Rows from a pointing dataset:
════

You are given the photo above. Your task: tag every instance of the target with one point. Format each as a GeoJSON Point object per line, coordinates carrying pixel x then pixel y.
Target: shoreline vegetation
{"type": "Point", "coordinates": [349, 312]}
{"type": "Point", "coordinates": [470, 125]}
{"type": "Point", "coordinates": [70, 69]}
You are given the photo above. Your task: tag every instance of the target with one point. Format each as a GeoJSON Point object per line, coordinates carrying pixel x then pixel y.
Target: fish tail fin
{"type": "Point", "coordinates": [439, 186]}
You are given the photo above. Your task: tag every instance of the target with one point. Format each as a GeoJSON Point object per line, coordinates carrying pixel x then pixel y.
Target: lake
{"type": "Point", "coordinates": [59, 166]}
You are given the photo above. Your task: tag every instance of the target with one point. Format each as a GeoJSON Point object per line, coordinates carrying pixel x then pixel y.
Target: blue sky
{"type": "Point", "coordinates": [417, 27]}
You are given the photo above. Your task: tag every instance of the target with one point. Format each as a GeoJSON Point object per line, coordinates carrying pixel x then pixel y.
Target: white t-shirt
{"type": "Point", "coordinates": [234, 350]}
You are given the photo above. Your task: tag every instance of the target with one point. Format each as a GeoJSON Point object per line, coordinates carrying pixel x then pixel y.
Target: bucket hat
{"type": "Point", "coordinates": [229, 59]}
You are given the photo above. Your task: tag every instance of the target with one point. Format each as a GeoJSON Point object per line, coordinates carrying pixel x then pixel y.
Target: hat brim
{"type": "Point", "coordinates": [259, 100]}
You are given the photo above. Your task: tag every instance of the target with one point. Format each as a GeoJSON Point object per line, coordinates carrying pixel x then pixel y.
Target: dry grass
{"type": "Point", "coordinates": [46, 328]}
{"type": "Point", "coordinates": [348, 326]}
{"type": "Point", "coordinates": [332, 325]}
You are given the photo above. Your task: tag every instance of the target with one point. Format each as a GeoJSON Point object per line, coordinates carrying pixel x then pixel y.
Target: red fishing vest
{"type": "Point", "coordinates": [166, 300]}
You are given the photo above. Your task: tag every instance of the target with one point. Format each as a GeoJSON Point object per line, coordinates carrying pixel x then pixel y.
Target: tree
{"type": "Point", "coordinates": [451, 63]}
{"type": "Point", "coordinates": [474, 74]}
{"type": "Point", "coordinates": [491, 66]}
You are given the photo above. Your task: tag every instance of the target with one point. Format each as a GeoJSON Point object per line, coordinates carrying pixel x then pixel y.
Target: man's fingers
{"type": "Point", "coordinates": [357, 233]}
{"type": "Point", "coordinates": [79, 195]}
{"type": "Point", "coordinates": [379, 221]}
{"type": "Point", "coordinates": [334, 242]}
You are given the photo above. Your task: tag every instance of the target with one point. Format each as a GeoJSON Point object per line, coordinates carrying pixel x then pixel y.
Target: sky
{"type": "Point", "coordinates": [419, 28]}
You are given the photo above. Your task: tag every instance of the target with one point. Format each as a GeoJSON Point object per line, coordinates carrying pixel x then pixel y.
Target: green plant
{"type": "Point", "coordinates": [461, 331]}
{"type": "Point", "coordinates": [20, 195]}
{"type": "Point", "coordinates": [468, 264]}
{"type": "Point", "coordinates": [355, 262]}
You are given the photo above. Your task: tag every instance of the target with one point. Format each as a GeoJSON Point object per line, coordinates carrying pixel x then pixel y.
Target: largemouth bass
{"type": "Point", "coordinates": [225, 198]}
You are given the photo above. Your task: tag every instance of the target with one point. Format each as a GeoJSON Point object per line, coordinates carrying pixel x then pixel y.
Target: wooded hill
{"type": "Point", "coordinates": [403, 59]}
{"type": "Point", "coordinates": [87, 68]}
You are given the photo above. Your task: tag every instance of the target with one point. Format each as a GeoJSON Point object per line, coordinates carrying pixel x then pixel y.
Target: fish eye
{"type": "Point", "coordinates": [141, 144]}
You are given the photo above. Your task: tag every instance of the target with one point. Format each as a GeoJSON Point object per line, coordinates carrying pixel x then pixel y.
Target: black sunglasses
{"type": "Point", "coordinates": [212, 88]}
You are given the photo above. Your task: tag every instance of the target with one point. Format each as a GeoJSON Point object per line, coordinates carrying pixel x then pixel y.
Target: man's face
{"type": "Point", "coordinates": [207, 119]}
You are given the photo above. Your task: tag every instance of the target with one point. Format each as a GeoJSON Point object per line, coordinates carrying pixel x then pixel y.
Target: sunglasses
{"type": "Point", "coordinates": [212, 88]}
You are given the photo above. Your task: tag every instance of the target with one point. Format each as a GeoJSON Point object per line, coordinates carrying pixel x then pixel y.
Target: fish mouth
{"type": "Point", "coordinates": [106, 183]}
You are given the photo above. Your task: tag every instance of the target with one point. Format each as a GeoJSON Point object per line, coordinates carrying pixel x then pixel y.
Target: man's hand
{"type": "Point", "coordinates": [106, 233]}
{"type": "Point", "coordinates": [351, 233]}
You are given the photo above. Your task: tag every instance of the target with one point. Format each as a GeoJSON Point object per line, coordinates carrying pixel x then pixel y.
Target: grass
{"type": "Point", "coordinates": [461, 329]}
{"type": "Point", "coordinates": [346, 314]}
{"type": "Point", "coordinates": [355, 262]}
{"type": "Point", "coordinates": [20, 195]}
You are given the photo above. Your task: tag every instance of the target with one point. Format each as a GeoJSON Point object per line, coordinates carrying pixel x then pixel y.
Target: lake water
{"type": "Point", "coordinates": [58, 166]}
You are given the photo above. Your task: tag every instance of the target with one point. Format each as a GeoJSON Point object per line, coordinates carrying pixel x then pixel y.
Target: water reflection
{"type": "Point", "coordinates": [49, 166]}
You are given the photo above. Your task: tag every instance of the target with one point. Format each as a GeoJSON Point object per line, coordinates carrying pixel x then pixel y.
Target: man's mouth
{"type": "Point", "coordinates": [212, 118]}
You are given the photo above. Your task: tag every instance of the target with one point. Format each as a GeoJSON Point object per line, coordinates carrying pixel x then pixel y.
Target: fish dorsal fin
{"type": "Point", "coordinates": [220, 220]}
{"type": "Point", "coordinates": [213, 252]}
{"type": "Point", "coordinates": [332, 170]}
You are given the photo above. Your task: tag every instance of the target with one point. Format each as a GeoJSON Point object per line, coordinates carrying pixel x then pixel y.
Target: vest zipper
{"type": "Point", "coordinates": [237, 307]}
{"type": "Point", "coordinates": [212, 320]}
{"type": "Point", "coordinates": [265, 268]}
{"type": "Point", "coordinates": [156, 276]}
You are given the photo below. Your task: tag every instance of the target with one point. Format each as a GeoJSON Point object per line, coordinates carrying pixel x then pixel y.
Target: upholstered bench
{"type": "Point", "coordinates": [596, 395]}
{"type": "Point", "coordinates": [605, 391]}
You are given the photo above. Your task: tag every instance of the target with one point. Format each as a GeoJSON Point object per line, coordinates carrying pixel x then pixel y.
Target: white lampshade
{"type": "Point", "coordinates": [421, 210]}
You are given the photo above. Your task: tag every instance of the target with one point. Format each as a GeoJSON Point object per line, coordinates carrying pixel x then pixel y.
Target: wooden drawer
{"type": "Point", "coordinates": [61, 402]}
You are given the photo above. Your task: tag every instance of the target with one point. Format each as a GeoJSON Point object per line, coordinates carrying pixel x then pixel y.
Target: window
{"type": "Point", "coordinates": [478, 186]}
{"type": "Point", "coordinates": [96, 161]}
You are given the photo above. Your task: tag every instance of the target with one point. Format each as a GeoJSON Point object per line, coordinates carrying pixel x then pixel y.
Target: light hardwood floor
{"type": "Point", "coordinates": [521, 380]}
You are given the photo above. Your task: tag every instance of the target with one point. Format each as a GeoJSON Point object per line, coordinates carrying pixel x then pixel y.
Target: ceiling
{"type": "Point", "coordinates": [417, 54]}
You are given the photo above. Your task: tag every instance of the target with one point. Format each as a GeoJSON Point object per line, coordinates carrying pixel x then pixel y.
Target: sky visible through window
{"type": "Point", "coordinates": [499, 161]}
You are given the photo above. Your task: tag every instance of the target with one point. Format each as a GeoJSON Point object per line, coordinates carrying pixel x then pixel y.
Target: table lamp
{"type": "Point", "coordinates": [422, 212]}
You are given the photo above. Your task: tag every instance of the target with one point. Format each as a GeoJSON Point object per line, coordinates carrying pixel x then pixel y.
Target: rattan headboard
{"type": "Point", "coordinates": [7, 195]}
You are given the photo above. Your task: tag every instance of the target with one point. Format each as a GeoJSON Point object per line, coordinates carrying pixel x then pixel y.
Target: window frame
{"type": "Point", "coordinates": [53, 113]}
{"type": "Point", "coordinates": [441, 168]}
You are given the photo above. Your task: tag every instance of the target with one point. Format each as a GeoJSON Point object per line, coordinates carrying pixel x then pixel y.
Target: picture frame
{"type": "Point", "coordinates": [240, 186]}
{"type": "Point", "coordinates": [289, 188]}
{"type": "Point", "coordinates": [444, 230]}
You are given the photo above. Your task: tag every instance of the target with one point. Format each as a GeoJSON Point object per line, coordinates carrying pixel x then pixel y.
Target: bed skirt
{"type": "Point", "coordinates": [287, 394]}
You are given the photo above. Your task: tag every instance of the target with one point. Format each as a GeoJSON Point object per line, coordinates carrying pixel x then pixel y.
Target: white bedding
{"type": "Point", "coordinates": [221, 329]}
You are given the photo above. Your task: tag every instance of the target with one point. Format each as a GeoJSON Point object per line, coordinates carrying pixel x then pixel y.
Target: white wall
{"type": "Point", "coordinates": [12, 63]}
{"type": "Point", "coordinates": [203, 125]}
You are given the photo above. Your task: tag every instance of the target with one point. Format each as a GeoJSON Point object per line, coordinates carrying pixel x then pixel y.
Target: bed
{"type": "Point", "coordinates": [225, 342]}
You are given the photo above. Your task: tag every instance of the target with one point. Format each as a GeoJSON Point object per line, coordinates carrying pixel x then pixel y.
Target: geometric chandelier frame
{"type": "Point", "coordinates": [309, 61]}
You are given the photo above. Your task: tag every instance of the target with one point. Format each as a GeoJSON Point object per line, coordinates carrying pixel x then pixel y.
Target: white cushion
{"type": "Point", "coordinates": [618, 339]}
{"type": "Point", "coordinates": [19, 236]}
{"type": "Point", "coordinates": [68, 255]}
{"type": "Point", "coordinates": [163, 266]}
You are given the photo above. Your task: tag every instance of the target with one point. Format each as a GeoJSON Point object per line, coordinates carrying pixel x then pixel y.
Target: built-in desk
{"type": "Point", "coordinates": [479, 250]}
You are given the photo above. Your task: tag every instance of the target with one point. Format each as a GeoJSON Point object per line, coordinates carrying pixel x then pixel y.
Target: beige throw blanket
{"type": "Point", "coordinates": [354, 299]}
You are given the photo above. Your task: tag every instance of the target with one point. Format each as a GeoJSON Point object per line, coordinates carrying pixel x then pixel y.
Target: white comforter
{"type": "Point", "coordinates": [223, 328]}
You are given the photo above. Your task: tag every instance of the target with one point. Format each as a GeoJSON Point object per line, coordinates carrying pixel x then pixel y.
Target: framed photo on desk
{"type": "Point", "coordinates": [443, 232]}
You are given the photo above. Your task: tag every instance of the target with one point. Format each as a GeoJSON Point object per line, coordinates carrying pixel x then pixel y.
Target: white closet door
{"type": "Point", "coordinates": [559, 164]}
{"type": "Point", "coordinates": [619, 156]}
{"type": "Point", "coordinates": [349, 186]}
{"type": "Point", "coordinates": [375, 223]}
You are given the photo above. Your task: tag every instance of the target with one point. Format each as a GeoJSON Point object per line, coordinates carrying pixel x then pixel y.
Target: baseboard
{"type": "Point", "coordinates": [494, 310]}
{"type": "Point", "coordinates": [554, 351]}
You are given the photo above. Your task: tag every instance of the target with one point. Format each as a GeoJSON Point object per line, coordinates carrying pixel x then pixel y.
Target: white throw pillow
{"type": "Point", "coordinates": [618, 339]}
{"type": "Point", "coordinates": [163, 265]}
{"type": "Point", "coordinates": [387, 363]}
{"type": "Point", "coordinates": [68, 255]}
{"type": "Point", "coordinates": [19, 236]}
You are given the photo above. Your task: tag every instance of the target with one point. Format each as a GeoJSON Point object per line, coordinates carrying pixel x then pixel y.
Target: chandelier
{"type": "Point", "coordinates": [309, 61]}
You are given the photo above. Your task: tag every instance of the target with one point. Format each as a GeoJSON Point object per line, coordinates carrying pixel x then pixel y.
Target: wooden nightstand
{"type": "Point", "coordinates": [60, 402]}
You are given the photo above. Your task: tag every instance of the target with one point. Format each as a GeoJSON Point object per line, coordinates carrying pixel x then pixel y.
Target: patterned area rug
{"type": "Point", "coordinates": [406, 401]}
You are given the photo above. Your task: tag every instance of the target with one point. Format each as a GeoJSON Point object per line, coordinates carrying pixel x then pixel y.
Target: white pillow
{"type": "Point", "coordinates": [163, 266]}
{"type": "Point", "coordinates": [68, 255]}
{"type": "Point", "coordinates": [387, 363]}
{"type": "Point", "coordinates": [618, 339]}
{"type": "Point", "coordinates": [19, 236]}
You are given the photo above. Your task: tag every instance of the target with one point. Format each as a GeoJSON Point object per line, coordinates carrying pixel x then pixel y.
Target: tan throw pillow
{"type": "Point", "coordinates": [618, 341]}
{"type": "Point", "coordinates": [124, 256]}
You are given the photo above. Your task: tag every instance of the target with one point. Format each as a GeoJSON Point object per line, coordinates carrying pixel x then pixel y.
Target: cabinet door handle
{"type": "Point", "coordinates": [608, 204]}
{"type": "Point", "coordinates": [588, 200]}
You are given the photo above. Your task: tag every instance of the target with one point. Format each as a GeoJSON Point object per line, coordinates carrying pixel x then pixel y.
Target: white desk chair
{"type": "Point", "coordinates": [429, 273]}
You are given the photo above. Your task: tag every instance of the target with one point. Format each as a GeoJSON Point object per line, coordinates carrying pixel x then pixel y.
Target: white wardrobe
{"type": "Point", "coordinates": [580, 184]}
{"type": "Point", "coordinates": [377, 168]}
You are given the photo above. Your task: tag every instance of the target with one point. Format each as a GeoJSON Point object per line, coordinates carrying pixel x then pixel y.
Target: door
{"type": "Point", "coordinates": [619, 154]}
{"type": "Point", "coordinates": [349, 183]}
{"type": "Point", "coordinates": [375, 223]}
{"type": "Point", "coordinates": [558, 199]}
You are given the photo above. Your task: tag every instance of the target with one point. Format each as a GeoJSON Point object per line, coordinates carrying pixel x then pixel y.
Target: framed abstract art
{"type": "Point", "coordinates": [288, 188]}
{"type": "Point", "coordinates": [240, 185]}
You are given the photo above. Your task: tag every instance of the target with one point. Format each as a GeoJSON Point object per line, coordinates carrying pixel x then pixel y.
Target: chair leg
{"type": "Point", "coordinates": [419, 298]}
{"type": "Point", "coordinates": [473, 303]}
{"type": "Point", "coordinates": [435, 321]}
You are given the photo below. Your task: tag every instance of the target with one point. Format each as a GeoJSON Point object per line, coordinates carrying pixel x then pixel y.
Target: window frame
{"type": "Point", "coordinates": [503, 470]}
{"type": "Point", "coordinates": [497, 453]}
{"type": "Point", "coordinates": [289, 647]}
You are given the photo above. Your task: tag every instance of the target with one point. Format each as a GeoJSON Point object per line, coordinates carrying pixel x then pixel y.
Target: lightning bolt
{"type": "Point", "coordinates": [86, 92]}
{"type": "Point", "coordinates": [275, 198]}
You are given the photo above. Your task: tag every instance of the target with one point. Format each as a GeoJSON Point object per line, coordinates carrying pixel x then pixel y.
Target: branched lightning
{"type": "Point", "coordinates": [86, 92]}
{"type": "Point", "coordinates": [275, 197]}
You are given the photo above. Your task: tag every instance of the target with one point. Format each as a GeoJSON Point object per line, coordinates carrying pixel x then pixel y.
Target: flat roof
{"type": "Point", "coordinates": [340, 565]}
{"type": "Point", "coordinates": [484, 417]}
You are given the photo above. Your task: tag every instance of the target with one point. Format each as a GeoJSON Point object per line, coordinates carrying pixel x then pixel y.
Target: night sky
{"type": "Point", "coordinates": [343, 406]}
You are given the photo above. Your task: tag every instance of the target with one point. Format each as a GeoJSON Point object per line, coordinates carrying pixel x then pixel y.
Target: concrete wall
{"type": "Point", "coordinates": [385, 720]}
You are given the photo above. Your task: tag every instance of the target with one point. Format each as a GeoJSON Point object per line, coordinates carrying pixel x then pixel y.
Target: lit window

════

== REQUIRED WORK ==
Please count the lines in the listing above that contain the string "vest", with case counting toward a match. Reply with that number only.

== EXERCISE OUTPUT ==
2